Task input
--- Begin ---

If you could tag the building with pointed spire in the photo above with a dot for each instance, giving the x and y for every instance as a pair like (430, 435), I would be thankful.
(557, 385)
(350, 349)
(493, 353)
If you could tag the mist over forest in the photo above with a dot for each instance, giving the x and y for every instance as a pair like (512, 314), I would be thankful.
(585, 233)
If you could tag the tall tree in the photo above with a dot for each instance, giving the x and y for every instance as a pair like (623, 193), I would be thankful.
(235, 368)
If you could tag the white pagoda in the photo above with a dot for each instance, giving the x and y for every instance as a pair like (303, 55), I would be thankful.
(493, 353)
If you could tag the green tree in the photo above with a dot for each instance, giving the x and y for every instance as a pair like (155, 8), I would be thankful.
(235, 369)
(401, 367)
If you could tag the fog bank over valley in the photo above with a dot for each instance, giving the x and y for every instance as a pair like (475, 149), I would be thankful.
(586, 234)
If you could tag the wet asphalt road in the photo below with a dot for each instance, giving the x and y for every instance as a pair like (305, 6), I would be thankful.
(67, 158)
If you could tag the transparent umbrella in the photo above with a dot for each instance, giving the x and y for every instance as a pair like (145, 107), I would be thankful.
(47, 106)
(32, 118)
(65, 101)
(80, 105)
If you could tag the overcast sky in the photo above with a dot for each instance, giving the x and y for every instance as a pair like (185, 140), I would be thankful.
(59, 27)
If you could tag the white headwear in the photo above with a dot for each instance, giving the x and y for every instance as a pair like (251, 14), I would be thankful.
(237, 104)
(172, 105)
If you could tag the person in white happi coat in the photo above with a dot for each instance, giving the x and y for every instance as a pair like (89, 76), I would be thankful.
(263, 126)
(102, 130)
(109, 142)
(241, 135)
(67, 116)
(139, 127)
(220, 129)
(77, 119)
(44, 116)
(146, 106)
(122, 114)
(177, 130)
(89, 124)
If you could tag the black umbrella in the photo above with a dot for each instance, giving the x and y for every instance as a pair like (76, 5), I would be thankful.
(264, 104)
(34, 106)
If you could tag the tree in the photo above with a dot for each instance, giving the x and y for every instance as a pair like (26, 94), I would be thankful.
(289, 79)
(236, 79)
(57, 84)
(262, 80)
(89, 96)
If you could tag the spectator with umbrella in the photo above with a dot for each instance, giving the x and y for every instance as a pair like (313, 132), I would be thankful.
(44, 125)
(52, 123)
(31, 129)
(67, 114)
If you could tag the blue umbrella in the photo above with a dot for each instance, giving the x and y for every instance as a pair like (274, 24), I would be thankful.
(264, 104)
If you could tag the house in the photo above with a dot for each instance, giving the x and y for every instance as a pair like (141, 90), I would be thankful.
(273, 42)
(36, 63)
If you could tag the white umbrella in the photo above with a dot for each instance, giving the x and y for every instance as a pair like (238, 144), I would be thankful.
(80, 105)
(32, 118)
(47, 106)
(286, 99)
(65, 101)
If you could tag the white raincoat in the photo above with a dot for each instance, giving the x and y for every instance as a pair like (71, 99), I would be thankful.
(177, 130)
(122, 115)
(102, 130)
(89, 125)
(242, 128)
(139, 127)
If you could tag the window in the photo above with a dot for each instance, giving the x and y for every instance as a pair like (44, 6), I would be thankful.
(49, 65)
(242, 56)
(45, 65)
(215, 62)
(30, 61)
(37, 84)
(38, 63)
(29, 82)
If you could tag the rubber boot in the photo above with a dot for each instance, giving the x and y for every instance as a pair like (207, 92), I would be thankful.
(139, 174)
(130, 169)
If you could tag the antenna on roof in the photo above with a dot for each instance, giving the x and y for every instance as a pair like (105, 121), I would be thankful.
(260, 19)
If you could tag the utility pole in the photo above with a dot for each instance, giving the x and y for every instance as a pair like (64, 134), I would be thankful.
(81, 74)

--- End ---

Written request
Please reproduce all of the data above word for word, line by line, in the same order.

Task response
If you could tag the building with pointed spire in the photo above with a dot for each instance, giving the x and y for every instance as a pair like (430, 435), I would be thankful.
(557, 385)
(350, 349)
(493, 353)
If you could tag the mist over forest in the photo above with a dot for each instance, giving the x and y for every instance as a pair like (512, 314), I would be thankful.
(585, 233)
If you could tag the tall tree in the photo above with a dot for each instance, giving the x and y for every instance as a pair like (623, 193), I would be thankful.
(235, 368)
If you could tag the white pagoda in the photo above with a dot for each instance, giving the x and y for every instance as a pair like (303, 55), I would be thankful.
(493, 353)
If you could tag the green tree in the photo above with a dot for each instance, giving the x and y for every instance as a pair like (155, 8), I would be thankful.
(235, 369)
(401, 367)
If you could tag the fog bank over valley in the photo above with a dot for each instance, giving the x and y for every instance as a pair like (475, 149), I would be thankful.
(586, 234)
If you could tag the wet asphalt road in the photo below with a dot for each instance, giving the x and y for every instance as a pair like (305, 6), I would be thankful.
(67, 158)
If you could tag the transparent umbrella in the photo above with a dot for each instance, giving the x and y for every instance as a pair like (145, 107), I would be thankful.
(47, 106)
(32, 118)
(65, 101)
(80, 105)
If you could tag the overcast sky in the photo above with a dot for each instance, giving the x and y for every instance as a pair like (185, 140), I would be thankful.
(59, 27)
If you could tag the white headwear in the photo above with a dot for each instance, giving the x and y for every instance as a pair like (251, 14), I would be thankful.
(237, 104)
(172, 105)
If you could tag the person in white happi coat in the photo above with a dot for each instance, giving the x and y for every instance as a pair like (89, 76), I would be thankful.
(263, 126)
(102, 130)
(109, 142)
(241, 135)
(67, 116)
(139, 127)
(220, 129)
(77, 119)
(44, 116)
(146, 106)
(122, 114)
(177, 130)
(89, 124)
If you could tag the black umbrella in the photo above with a dot for each instance, giving the x and y for every instance as a pair like (76, 5), I would be thankful.
(264, 104)
(34, 106)
If you could tag the tree in the photo above with a dot for each instance, giving the x and y for every instance as a pair like (26, 94), I would be thankful.
(289, 79)
(236, 79)
(57, 84)
(262, 80)
(89, 96)
If you could tag the spectator with umbrella in the photo above with a dot for each instance, giving the x and y for every instance as a pair like (313, 132), I would be thankful.
(44, 125)
(52, 123)
(31, 129)
(67, 114)
If you could tag the blue umbrella in the photo above with a dot for each instance, giving the x and y for every instance as a pair like (274, 24), I would be thankful.
(264, 104)
If you could tag the house in the photo above with a dot for each instance, giving the x and y for every instance as a pair like (141, 90), I would be thankful.
(273, 42)
(36, 63)
If you could tag the white umbrella in the photo above with a dot for each instance, giving the x and y for every instance as a pair like (238, 144), I would be thankful.
(80, 105)
(32, 118)
(47, 106)
(286, 99)
(65, 101)
If you could tag the white raincoat in the photo above with a dot for each instance, giving the x and y for every instance as a pair like (71, 99), I would be thankful.
(177, 130)
(122, 115)
(102, 130)
(89, 125)
(242, 128)
(139, 127)
If you could tag the window in the photo above with a dot for each instance, giving the x and y for every instance as a pair like (44, 6), I would be thankful.
(49, 65)
(242, 56)
(45, 65)
(215, 62)
(30, 61)
(37, 84)
(38, 63)
(29, 82)
If you could tag the rubber boot in the photo above with a dot for each instance, giving the x and y for every instance as a pair like (207, 92), I would be thankful.
(139, 174)
(130, 169)
If you could tag the antenna on roof in the photo above with a dot for each instance, giving the x and y for every instance as a pair like (105, 121), I would be thankful.
(260, 19)
If you could tag the utility pole in the photo above with a dot for each instance, giving the x and y for every instance as a pair like (64, 134), I would be thankful.
(81, 74)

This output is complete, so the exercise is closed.